» **Énoncé 1**
Citez le passage de la notice biographique qui va de "Se destinant à" jusqu'à "de ses jours.".

» **Texte fourni**
────────────────────

Par Gérard Bonet
Né le 9 juin 1904 à Cologne (Allemagne), mort le 26 août 1989 à Prades (Pyrénées-Orientales) ; instituteur, pédagogue ; militant social-démocrate, pacifiste et antinazi ; militant du mouvement des Auberges de Jeunesse ; résistant ; fondateur et directeur du Centre éducatif (1948-1965) de la Coûme, à Mosset (Pyrénées-Orientales).
Pitt Krüger naquit dans une famille de petits artisans relativement aisés : ses parents possédaient une blanchisserie à Cologne, en Rhénanie.
Se destinant à l’enseignement il intégra, en 1920-1921, l’École normale d’instituteurs au Lehrerseminar de Brülh, près de Cologne. Durant ses années de formation, il fut un membre actif des Wandervögel, un mouvement de jeunesse qui prônait la vie de groupe, le sport, la randonnée et l’activité culturelle. Cette éducation le marqua pour le restant de ses jours.
Il obtint en 1925-1926 un premier poste d’instituteur à Rüpperoth-Westerwald (Rhénanie, alors en Prusse). Sa situation précaire l’oblige à quitter son land natal pour la ville de Potsdam (Brandebourg), située près de Berlin. Après un bref passage dans une école privée, il intégra l’enseignement public à la « Stabila » (Stadtliche Bildungsanstalt) fin 1926. Membre du Parti social-démocrate (Sozialdemokratische Partei Deutschlands, SPD) et d’associations qui lui étaient liées, il essaya de mettre sa pratique professionnelle en accord avec ses idées de progrès en militant, notamment, pour un renouveau en matière d’enseignement.
C’est à cette époque qu’il rencontra Yvès Fustier, une jeune éducatrice franco-suisse qu’il épousa à Potsdam le 17 mai 1929. Deux filles naquirent de cette union, Jamine, en 1930, à Potsdam, et Véronica, en 1936, à Châlons-sur-Saône (Saône-et-Loire). Aujourd’hui, elles sont respectivement installées à Prades (Pyrénées-Orientales) et à Castelnau d’Aude (Aude).
Pitt et Yvès Krüger, épris de culture, profitèrent de la proximité stimulante de Berlin en approfondissant, notamment, leur connaissance de la musique ; ils organisèrent des soirées de poésie, montèrent une chorale et mirent en scène des pièces de théâtre.

────────────────────

[Enregistrements d'annotation de segmentation]
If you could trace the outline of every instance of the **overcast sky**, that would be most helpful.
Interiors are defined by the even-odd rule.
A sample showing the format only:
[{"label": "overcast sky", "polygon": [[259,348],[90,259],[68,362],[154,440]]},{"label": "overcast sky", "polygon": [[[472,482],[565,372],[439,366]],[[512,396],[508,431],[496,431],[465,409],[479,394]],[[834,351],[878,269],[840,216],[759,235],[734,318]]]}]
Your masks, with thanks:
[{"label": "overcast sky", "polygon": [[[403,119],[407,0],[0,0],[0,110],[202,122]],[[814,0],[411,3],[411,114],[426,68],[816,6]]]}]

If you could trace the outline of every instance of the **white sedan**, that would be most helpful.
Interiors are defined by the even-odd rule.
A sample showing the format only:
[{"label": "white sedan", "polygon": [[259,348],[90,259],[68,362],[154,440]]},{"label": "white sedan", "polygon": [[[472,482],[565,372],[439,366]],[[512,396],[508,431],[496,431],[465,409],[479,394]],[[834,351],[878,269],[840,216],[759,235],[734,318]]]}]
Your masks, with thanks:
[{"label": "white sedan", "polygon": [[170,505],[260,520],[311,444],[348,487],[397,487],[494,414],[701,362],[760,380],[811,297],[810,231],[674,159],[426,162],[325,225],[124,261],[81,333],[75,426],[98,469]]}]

────────────────────

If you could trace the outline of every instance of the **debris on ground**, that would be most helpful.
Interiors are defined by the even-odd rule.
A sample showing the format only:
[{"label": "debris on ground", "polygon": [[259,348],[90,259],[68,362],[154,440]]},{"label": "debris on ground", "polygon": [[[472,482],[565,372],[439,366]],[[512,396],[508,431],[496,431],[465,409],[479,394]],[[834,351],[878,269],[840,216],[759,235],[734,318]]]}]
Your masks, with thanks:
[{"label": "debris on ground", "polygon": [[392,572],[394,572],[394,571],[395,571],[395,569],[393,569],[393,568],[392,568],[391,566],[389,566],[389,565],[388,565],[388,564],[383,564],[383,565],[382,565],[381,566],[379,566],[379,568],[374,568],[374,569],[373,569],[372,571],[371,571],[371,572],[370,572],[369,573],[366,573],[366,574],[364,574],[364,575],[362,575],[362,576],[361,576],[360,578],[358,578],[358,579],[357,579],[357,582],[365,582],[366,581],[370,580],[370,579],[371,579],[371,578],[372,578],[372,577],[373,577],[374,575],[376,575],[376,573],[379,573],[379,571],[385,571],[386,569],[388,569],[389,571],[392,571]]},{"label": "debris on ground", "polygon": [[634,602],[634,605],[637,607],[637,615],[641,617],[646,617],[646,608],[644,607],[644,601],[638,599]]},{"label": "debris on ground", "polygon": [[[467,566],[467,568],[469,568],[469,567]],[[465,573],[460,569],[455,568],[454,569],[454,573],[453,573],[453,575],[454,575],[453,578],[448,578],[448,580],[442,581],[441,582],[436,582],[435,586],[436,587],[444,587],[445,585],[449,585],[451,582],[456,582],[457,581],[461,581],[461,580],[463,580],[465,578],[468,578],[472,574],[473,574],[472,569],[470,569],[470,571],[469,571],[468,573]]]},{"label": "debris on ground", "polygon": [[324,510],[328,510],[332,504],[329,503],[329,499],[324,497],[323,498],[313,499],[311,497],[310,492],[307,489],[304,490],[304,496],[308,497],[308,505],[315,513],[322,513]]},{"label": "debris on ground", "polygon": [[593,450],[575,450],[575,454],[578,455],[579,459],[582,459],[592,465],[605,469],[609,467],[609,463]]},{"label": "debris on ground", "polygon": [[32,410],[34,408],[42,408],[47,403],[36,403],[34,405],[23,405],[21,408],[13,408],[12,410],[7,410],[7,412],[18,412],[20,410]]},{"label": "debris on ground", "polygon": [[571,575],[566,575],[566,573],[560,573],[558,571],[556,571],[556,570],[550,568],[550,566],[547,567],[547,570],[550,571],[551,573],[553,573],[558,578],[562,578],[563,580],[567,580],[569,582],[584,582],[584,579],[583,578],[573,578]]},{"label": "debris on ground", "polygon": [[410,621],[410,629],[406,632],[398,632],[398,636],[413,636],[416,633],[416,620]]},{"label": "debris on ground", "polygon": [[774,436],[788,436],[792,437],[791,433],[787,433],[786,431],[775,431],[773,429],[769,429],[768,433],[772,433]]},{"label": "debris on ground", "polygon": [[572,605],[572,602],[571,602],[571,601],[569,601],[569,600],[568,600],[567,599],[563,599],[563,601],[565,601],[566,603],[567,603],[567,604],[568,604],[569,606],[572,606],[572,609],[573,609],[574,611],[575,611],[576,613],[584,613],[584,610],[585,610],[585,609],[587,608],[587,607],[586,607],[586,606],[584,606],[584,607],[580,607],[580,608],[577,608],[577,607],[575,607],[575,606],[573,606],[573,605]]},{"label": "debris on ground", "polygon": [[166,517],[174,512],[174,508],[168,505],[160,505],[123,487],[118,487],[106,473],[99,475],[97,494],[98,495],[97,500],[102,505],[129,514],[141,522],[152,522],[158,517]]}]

────────────────────

» **Énoncé 2**
Comptez les lignes ci-dessus où figure la chaîne "would", puis donnez seulement ce nombre.

» **Corrigé détaillé 1**
Se destinant à l’enseignement il intégra, en 1920-1921, l’École normale d’instituteurs au Lehrerseminar de Brülh, près de Cologne. Durant ses années de formation, il fut un membre actif des Wandervögel, un mouvement de jeunesse qui prônait la vie de groupe, le sport, la randonnée et l’activité culturelle. Cette éducation le marqua pour le restant de ses jours.

» **Corrigé détaillé 2**
3